=== Short problem ===
Render the lines from the one containing "Outline every instance of the group" through the one containing "[[[53,91],[61,91],[66,78],[65,77],[47,77],[47,80]]]" as a numbered list, leaving out blank lines and including both end lines.

[start Data excerpts]

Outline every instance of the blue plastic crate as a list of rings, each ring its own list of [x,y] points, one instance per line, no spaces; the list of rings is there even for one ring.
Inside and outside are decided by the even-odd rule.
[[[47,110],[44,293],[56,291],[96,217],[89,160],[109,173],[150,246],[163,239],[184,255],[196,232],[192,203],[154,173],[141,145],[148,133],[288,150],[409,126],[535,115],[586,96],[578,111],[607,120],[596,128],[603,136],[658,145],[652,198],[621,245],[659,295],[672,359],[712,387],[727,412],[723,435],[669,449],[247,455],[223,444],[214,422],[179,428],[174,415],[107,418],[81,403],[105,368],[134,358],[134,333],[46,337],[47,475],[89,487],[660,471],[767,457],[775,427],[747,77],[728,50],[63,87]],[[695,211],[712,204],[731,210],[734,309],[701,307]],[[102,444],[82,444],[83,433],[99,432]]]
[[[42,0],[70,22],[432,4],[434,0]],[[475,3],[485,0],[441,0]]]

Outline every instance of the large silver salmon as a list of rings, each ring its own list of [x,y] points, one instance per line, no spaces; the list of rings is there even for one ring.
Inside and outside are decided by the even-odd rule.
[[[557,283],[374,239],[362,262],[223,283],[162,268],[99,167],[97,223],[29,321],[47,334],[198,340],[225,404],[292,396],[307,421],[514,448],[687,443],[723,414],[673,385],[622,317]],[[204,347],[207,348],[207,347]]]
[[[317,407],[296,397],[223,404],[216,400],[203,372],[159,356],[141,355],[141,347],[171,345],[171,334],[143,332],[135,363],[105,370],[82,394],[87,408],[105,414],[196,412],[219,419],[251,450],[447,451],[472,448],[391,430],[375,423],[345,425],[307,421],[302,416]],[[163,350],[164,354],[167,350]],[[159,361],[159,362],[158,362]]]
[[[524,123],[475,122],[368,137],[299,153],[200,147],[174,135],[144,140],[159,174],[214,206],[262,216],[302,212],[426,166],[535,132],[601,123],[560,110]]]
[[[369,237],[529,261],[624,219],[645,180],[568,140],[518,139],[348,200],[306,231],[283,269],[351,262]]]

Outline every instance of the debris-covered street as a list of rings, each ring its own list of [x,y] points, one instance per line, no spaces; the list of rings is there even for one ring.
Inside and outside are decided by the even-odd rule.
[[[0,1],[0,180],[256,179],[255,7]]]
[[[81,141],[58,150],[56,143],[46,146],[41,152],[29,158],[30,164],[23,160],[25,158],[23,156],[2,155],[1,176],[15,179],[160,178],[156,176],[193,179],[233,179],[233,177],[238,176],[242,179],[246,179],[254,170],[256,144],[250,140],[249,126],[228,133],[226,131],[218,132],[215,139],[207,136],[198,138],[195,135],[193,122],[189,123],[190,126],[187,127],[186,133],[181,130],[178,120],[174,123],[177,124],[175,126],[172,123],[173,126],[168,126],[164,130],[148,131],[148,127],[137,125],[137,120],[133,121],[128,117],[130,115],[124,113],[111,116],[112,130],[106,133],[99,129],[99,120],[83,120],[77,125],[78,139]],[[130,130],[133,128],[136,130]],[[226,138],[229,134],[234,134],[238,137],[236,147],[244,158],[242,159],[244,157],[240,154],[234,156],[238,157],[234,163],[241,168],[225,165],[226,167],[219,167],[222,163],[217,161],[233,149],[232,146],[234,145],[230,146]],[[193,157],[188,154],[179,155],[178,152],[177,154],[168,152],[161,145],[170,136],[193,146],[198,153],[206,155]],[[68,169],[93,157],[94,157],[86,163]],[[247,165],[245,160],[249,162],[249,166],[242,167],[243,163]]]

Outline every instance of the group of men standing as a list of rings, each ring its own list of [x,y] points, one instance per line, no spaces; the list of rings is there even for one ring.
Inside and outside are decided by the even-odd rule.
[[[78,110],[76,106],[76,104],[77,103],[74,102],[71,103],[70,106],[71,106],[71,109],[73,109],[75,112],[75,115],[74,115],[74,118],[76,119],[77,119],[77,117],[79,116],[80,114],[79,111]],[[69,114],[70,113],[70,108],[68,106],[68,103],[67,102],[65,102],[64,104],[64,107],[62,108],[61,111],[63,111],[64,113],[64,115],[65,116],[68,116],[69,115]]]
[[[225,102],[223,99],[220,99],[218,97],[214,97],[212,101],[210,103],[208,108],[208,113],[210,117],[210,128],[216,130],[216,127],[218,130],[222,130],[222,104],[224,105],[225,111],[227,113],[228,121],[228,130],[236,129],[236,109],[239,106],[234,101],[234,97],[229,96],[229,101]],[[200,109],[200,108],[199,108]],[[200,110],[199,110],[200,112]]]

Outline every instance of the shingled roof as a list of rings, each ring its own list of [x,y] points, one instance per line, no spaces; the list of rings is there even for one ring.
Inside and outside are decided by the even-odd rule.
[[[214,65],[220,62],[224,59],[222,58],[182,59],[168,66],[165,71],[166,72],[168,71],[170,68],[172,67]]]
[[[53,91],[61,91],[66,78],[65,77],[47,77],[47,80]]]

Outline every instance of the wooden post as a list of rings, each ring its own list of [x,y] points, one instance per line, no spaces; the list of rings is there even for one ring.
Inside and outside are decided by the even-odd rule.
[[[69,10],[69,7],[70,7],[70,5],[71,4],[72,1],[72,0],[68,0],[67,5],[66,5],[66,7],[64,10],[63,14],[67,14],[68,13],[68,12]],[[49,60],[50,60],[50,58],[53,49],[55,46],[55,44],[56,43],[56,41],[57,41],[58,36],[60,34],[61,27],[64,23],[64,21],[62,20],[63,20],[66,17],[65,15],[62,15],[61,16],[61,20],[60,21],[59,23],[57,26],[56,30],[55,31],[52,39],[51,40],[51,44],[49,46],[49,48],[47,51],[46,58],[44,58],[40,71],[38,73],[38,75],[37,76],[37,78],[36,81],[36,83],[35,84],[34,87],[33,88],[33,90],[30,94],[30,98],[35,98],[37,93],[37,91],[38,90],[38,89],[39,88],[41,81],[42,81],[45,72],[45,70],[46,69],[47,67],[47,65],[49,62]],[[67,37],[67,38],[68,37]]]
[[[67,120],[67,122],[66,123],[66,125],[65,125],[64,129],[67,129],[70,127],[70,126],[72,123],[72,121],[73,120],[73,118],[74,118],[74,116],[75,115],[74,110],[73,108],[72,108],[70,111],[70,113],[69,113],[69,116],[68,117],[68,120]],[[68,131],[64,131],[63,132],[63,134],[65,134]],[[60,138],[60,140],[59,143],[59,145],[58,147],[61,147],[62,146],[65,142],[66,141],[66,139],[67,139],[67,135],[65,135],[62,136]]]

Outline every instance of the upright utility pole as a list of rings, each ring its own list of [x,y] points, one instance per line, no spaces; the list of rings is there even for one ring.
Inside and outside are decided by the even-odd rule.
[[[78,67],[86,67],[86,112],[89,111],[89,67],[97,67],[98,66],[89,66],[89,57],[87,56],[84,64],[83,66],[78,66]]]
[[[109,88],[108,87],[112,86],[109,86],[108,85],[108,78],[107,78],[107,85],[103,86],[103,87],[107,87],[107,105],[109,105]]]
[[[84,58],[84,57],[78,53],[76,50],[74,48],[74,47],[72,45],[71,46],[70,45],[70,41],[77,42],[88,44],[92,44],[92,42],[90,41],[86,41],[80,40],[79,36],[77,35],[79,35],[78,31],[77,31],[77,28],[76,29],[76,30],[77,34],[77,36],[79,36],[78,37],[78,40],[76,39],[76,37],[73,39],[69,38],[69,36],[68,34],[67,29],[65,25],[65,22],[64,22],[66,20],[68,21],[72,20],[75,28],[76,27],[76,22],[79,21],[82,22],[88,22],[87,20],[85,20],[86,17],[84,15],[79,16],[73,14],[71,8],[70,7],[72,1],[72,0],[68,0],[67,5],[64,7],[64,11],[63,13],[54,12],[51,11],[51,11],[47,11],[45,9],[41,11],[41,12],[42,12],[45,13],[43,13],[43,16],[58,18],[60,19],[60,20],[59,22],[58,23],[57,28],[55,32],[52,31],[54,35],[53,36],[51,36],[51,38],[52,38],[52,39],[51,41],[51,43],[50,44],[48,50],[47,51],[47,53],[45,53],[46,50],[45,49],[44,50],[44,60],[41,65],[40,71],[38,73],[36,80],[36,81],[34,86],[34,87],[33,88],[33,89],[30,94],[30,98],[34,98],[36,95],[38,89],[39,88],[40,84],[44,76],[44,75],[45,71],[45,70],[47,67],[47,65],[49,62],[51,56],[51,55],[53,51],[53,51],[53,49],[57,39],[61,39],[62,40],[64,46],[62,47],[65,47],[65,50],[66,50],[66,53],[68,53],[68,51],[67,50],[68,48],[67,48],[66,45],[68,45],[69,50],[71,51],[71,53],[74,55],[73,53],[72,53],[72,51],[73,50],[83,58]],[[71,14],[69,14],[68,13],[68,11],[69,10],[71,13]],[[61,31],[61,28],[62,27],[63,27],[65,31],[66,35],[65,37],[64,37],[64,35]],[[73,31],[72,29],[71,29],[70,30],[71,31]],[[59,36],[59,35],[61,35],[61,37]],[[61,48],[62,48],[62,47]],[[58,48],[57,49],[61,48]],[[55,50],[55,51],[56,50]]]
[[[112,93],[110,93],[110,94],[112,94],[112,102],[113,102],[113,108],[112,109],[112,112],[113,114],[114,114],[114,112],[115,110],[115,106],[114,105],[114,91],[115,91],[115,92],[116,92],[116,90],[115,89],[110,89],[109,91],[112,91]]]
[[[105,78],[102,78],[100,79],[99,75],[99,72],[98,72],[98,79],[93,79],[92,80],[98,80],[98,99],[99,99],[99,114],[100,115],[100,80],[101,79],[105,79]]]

[end Data excerpts]

=== Written response ===
1. Outline every instance of the group of men standing as a list of rings, each ring its own list of [x,y] points, one instance per line, no spaces; the list of rings is there even for one ring.
2. Inside and outside are decided by the even-odd rule.
3. [[[78,110],[76,106],[76,104],[77,103],[74,102],[71,103],[70,106],[71,106],[71,109],[73,109],[75,112],[75,115],[74,115],[74,118],[76,119],[77,119],[77,117],[79,116],[80,114],[79,111]],[[69,114],[70,113],[70,108],[68,106],[68,103],[67,102],[65,102],[64,104],[64,107],[62,108],[61,111],[63,111],[64,113],[64,115],[65,116],[68,116],[69,115]]]
4. [[[225,102],[223,99],[220,99],[218,97],[214,97],[212,101],[210,103],[208,108],[208,113],[210,117],[210,128],[216,130],[216,127],[218,130],[222,130],[222,104],[224,105],[225,111],[227,113],[228,121],[228,130],[236,129],[236,109],[239,106],[234,101],[234,97],[229,96],[229,101]],[[200,109],[200,108],[199,108]],[[200,110],[199,110],[200,112]]]
5. Outline every instance of the shingled roof as a list of rings, each ring its own list of [x,y] points, one instance per line, no spaces; the list of rings is there even for one ring.
6. Inside and outside are decided by the even-odd rule.
7. [[[214,65],[220,62],[224,59],[222,58],[182,59],[168,66],[165,71],[166,72],[168,71],[170,68],[172,67]]]
8. [[[53,91],[61,91],[66,78],[65,77],[47,77],[47,80]]]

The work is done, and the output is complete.